• **What to produce**: Count the lines in the entries below that contain the string "putting", with case counting, and give only that number.

• **Pointing dataset records**:
* * * * *
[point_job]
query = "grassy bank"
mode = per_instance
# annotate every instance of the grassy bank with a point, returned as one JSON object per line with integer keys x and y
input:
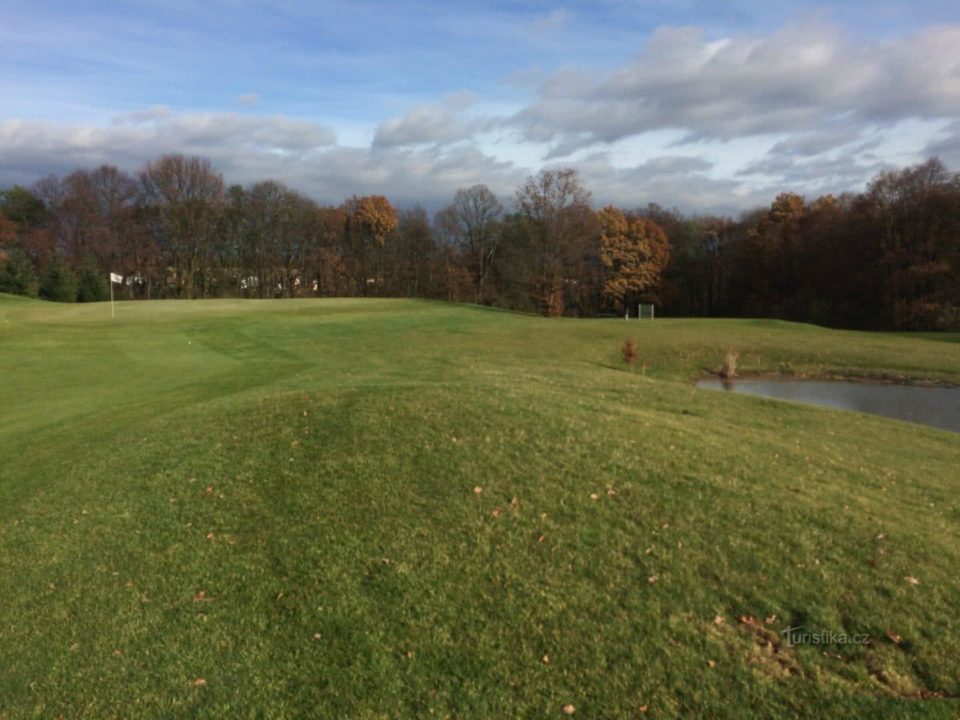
{"x": 367, "y": 509}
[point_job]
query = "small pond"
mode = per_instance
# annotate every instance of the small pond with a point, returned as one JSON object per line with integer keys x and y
{"x": 937, "y": 407}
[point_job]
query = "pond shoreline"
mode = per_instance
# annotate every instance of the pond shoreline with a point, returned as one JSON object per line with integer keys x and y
{"x": 931, "y": 404}
{"x": 881, "y": 379}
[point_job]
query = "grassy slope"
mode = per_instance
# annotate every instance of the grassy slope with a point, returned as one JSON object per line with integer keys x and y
{"x": 310, "y": 468}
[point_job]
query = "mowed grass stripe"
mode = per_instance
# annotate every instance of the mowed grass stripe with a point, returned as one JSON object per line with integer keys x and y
{"x": 310, "y": 467}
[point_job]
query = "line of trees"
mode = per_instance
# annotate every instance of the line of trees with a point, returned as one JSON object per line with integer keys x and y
{"x": 887, "y": 258}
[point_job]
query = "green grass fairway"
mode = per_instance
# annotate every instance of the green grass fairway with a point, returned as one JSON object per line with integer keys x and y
{"x": 383, "y": 508}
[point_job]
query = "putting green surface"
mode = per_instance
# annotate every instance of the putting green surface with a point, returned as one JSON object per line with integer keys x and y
{"x": 386, "y": 508}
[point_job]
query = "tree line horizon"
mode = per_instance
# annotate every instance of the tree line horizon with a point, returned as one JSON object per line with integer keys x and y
{"x": 887, "y": 258}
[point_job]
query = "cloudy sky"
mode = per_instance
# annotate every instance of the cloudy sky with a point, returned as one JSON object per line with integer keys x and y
{"x": 701, "y": 105}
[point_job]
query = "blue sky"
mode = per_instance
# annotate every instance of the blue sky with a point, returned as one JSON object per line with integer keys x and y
{"x": 705, "y": 106}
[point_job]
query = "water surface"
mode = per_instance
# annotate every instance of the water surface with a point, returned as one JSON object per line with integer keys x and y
{"x": 937, "y": 407}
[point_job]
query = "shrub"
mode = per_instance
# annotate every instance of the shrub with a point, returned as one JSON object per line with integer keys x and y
{"x": 729, "y": 369}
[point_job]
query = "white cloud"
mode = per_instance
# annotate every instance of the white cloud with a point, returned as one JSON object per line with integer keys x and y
{"x": 793, "y": 80}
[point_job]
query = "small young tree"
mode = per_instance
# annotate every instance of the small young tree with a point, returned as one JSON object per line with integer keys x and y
{"x": 91, "y": 285}
{"x": 17, "y": 275}
{"x": 59, "y": 283}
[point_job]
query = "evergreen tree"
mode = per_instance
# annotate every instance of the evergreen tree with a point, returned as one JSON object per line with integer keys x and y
{"x": 59, "y": 282}
{"x": 17, "y": 275}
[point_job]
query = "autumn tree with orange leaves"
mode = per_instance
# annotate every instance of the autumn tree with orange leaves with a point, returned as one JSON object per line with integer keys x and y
{"x": 634, "y": 251}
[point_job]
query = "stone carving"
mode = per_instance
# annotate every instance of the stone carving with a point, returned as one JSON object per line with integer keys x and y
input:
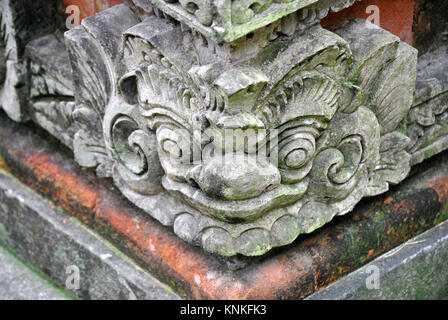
{"x": 238, "y": 131}
{"x": 315, "y": 120}
{"x": 226, "y": 21}
{"x": 20, "y": 21}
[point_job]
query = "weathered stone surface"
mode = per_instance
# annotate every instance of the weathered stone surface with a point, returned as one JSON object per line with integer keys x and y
{"x": 312, "y": 262}
{"x": 54, "y": 242}
{"x": 20, "y": 282}
{"x": 51, "y": 99}
{"x": 20, "y": 22}
{"x": 415, "y": 270}
{"x": 240, "y": 138}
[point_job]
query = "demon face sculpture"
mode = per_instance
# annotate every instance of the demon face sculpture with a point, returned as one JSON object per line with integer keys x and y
{"x": 243, "y": 155}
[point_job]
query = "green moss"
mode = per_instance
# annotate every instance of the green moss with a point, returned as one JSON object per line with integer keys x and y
{"x": 441, "y": 216}
{"x": 41, "y": 275}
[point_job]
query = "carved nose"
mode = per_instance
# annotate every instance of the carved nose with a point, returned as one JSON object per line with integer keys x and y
{"x": 236, "y": 177}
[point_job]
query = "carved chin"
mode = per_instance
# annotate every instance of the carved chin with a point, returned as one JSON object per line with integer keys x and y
{"x": 235, "y": 211}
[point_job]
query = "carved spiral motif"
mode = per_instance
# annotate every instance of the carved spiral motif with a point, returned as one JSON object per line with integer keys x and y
{"x": 135, "y": 150}
{"x": 296, "y": 149}
{"x": 336, "y": 169}
{"x": 3, "y": 57}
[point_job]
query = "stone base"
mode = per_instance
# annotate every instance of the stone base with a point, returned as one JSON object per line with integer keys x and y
{"x": 57, "y": 244}
{"x": 311, "y": 263}
{"x": 415, "y": 270}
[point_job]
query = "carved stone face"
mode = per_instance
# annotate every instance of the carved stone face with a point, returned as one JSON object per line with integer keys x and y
{"x": 243, "y": 157}
{"x": 222, "y": 148}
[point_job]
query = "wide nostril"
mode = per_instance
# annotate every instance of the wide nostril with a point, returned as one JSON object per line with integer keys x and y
{"x": 237, "y": 177}
{"x": 193, "y": 176}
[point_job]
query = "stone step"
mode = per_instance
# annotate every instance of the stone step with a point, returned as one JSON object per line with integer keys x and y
{"x": 73, "y": 256}
{"x": 415, "y": 270}
{"x": 19, "y": 281}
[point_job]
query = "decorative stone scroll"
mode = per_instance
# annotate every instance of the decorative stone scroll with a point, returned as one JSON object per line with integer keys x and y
{"x": 240, "y": 124}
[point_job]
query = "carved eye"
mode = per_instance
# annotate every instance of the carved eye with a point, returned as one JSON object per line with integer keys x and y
{"x": 129, "y": 89}
{"x": 296, "y": 149}
{"x": 175, "y": 143}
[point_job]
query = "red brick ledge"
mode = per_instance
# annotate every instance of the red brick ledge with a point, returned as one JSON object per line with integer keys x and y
{"x": 310, "y": 263}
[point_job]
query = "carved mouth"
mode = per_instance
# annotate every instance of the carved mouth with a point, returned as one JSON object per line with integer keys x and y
{"x": 236, "y": 211}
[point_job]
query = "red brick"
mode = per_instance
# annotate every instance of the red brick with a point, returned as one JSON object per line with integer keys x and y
{"x": 90, "y": 7}
{"x": 396, "y": 16}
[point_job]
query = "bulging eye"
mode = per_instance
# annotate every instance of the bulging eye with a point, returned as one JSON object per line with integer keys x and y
{"x": 174, "y": 143}
{"x": 296, "y": 150}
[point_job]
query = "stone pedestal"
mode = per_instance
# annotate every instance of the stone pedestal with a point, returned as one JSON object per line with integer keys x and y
{"x": 239, "y": 126}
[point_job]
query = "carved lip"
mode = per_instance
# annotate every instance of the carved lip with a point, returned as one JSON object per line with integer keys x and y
{"x": 238, "y": 211}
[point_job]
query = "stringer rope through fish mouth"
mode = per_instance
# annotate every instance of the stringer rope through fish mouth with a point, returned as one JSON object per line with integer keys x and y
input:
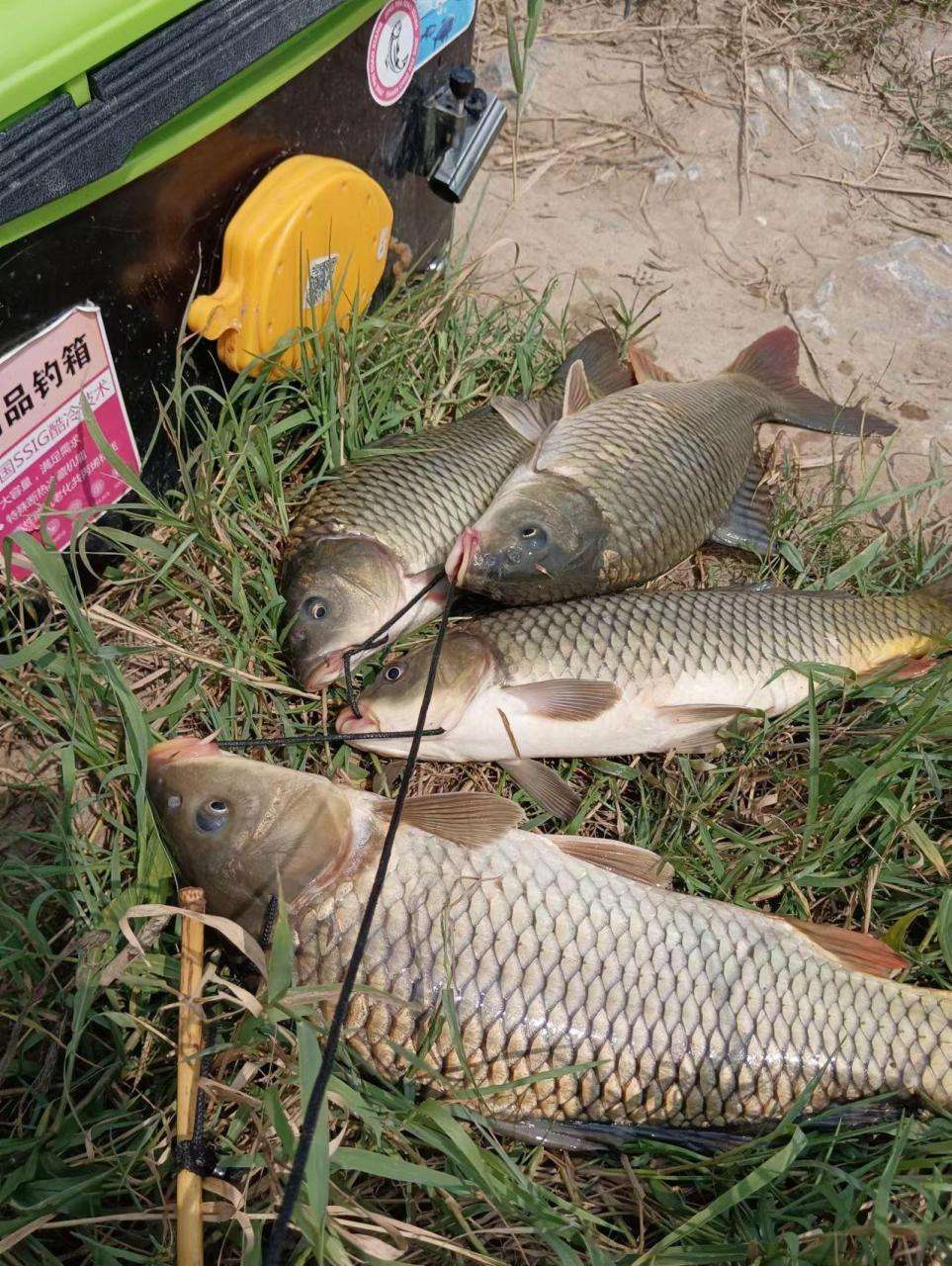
{"x": 271, "y": 1255}
{"x": 371, "y": 643}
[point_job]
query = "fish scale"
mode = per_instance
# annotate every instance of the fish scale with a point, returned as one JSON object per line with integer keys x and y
{"x": 662, "y": 464}
{"x": 447, "y": 475}
{"x": 649, "y": 636}
{"x": 693, "y": 1012}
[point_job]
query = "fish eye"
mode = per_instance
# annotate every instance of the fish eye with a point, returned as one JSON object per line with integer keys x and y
{"x": 212, "y": 815}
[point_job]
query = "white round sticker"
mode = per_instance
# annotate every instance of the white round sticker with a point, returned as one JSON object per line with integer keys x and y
{"x": 391, "y": 55}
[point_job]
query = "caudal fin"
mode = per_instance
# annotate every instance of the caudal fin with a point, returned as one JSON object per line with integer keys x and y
{"x": 772, "y": 361}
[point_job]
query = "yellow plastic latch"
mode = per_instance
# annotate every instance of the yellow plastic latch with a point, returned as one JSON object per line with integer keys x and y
{"x": 311, "y": 237}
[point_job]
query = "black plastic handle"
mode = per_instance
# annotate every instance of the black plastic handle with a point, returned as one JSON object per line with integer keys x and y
{"x": 62, "y": 147}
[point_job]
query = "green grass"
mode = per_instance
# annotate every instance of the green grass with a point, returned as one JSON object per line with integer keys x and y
{"x": 839, "y": 812}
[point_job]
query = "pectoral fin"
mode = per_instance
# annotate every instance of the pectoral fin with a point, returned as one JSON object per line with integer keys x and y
{"x": 745, "y": 524}
{"x": 545, "y": 786}
{"x": 612, "y": 855}
{"x": 564, "y": 697}
{"x": 857, "y": 950}
{"x": 469, "y": 818}
{"x": 646, "y": 370}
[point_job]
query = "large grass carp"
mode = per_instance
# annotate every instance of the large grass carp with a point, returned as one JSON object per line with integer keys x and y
{"x": 636, "y": 673}
{"x": 379, "y": 529}
{"x": 619, "y": 491}
{"x": 544, "y": 971}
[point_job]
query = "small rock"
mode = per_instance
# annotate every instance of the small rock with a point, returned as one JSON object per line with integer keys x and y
{"x": 813, "y": 108}
{"x": 914, "y": 411}
{"x": 908, "y": 281}
{"x": 667, "y": 171}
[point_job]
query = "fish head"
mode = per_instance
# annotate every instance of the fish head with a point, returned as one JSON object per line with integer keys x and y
{"x": 338, "y": 591}
{"x": 542, "y": 538}
{"x": 392, "y": 700}
{"x": 243, "y": 830}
* * * * *
• **Final result**: 2